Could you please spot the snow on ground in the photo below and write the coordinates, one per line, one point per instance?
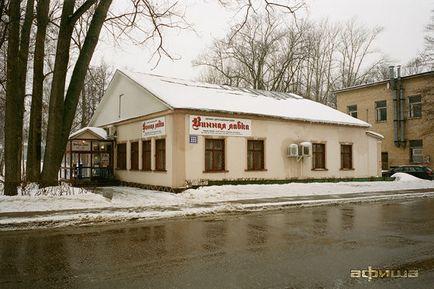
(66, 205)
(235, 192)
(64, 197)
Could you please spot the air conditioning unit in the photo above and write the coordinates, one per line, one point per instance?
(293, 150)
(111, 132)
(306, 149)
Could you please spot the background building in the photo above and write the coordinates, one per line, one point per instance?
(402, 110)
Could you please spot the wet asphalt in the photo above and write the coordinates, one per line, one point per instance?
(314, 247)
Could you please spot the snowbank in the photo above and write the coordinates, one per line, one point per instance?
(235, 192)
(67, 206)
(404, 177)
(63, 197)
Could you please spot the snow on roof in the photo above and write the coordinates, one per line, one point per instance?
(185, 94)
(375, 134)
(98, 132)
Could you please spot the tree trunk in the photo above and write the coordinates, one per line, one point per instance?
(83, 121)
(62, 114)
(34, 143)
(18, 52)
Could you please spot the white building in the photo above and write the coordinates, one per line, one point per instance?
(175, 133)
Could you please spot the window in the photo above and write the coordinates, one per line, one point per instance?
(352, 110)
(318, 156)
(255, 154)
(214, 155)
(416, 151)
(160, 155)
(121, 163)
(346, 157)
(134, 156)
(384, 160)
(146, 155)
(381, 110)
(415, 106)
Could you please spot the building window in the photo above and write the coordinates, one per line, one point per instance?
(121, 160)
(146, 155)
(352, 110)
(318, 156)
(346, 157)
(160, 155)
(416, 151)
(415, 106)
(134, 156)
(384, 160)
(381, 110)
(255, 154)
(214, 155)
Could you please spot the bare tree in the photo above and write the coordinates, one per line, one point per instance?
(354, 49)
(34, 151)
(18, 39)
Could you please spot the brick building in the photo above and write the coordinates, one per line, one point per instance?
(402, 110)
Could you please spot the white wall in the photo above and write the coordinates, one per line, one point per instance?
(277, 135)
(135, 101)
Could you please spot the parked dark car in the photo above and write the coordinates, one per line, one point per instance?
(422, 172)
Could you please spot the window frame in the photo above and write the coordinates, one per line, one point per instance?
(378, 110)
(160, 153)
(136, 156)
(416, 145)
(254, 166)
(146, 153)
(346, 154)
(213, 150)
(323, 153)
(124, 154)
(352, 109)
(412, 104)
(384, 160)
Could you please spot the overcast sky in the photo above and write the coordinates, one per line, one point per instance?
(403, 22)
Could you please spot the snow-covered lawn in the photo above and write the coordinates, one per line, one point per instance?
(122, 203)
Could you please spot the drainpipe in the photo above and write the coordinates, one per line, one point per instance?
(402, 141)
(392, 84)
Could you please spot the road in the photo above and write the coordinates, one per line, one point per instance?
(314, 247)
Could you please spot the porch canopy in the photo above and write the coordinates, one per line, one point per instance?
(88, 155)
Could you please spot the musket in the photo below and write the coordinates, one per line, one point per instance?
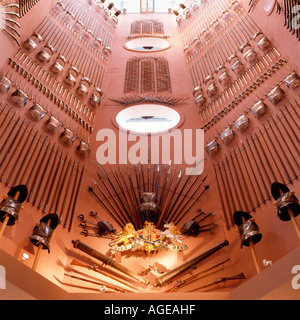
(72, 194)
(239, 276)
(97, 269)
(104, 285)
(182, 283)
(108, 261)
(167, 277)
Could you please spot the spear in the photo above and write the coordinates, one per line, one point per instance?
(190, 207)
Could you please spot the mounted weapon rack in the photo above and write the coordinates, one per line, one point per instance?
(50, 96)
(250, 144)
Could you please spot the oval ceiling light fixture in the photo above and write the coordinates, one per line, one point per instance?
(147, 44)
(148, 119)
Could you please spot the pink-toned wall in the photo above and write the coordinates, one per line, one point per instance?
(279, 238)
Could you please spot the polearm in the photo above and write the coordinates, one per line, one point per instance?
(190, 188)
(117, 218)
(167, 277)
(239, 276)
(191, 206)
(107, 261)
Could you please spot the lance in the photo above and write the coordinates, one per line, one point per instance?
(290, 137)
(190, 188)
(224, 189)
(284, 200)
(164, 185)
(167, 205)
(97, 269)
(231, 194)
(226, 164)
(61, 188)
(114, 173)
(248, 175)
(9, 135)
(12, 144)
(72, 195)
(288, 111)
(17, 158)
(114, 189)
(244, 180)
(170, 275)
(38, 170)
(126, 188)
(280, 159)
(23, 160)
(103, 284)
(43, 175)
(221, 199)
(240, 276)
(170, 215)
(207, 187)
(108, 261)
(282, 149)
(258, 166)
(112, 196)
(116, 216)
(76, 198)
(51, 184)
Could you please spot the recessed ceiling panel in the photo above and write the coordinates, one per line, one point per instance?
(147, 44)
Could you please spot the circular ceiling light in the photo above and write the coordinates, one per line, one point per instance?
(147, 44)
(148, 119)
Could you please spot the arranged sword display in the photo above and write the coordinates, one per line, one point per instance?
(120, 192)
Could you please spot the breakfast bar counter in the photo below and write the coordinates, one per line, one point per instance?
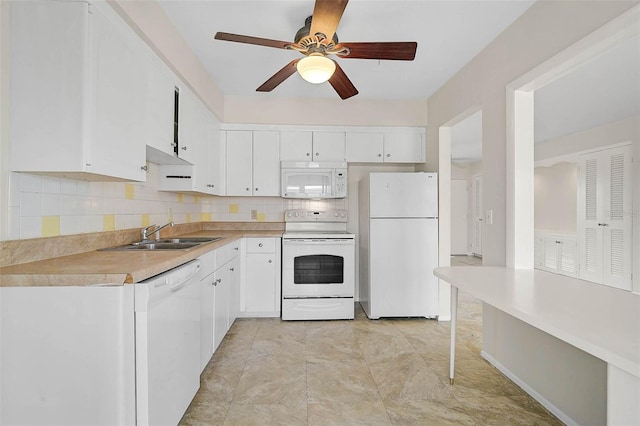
-- -- --
• **Exercise**
Leave the pictures out and print every record exactly.

• **Reply**
Could you please spot the snow on ground in the photo below and write the coordinates, one per line, one point per instance?
(66, 205)
(235, 192)
(64, 197)
Could you please spot the air conditioning unit in the photo above and write the coordinates, one per line, one point per instance?
(293, 150)
(111, 132)
(306, 149)
Could you please spot the background building in the photo above and write the coordinates, one per line, one point per instance?
(402, 110)
Could you please spot the wet asphalt in the photo above and write the coordinates, one per line, one point per instance?
(314, 247)
Could you please spot the snowbank in the photo above and write the coordinates, one per line, one point per instance?
(235, 192)
(67, 206)
(404, 177)
(63, 197)
Could you please spot the snow on roof in the photo above and write the coordinates, one per line, one point per instance?
(185, 94)
(375, 134)
(98, 132)
Could you please spot the tree trunk in the photo above and write the coordinates, one per line, one point per instance?
(83, 121)
(62, 114)
(34, 143)
(18, 52)
Could you please spot the white building in the photo above and write the coordinates, one per line, one point per instance?
(175, 133)
Could you please spot the window in the photo above and write the coordinates, one per line, one point per instance?
(352, 110)
(318, 156)
(255, 154)
(214, 155)
(416, 151)
(160, 155)
(121, 163)
(346, 157)
(134, 156)
(384, 160)
(146, 155)
(381, 110)
(415, 106)
Could you please spot the building window in the photo above and write the coordinates, one per line, one point per instance?
(121, 160)
(146, 155)
(352, 110)
(318, 156)
(346, 157)
(160, 155)
(416, 151)
(415, 106)
(134, 156)
(384, 160)
(381, 110)
(255, 154)
(214, 155)
Could you please spot the bare tree in the photo above and write the coordinates, one per line, one point per instance?
(354, 49)
(34, 151)
(18, 39)
Could you please spot the brick building in the photo above and write the coordinates, one per line, one point per instance?
(402, 110)
Could you please spot the white wall in the photo above and write the coordinates, one per line, one point per instance?
(277, 135)
(135, 101)
Could you please spot the parked dark car in the photo above and write the coordinates, one per line, one point per instance?
(422, 172)
Could you please spot the window frame in the photo above and write the coordinates, one per line, one point per instance?
(378, 110)
(160, 153)
(136, 156)
(416, 145)
(254, 166)
(146, 153)
(346, 154)
(213, 150)
(323, 153)
(124, 154)
(352, 109)
(412, 104)
(384, 160)
Could you please spot the overcast sky in the photo above and write the coordinates, one per line, one point per instance?
(403, 22)
Could you please spot the snow-covered lawn in the photo above and write the coordinates, one per line, one point per instance?
(122, 203)
Could you please spot the drainpipe in the photo above and write the coordinates, one per line, one point per instance?
(402, 141)
(392, 84)
Could you please spot the road in the photo above and write the coordinates, one per line, one point per instance?
(314, 247)
Could you please spot the porch canopy in the photo above and write the coordinates, one per line, one point per instance?
(88, 155)
Could you please spot the musket in the photo below and write the coordinates, one per line, one point per instance?
(72, 194)
(239, 276)
(97, 269)
(104, 285)
(182, 283)
(108, 261)
(167, 277)
Could you please spot the spear in the photo above and write the coordinates, one per line, one point per instance?
(190, 207)
Could you please spot the mounted weapon rack in the photo above and write the coordinates, one per line, one point per instance?
(50, 96)
(250, 144)
Could you please spot the oval ceiling light fixture in the photo above and write the coordinates, one per line, one point per instance?
(147, 44)
(148, 119)
Could you please spot the pink-toned wall in the photo above and write the coordinates, one per line, one point per instance?
(279, 238)
Could you please spot the polearm in the photo above and write the coordinates, one per line, one point per instance?
(190, 188)
(117, 218)
(167, 277)
(239, 276)
(191, 206)
(107, 261)
Could you please spot the lance in the photo above and write the coordinates, one per line, one point per instance?
(290, 137)
(190, 188)
(224, 189)
(284, 200)
(164, 185)
(167, 205)
(97, 269)
(231, 194)
(226, 164)
(61, 188)
(114, 173)
(248, 175)
(9, 135)
(12, 144)
(72, 195)
(288, 111)
(17, 158)
(114, 189)
(244, 180)
(170, 275)
(38, 170)
(126, 188)
(280, 159)
(23, 160)
(103, 284)
(43, 175)
(221, 199)
(240, 276)
(170, 215)
(207, 187)
(108, 261)
(282, 149)
(258, 166)
(112, 196)
(116, 216)
(76, 198)
(51, 184)
Could you please spot the recessed ceiling panel in the photo above and write the coordinates, one per line, one point per instance?
(147, 44)
Could you please spot the circular ceiling light in the photo above and write the coordinates, one per line, one point per instance?
(147, 44)
(148, 119)
Could you please spot the arranged sword display in the photo above and write the coordinates, one per line, one point per instance?
(120, 192)
Could you please spot the breakfast bar counter in the photo below and write the coordinates, one per line, one point per instance?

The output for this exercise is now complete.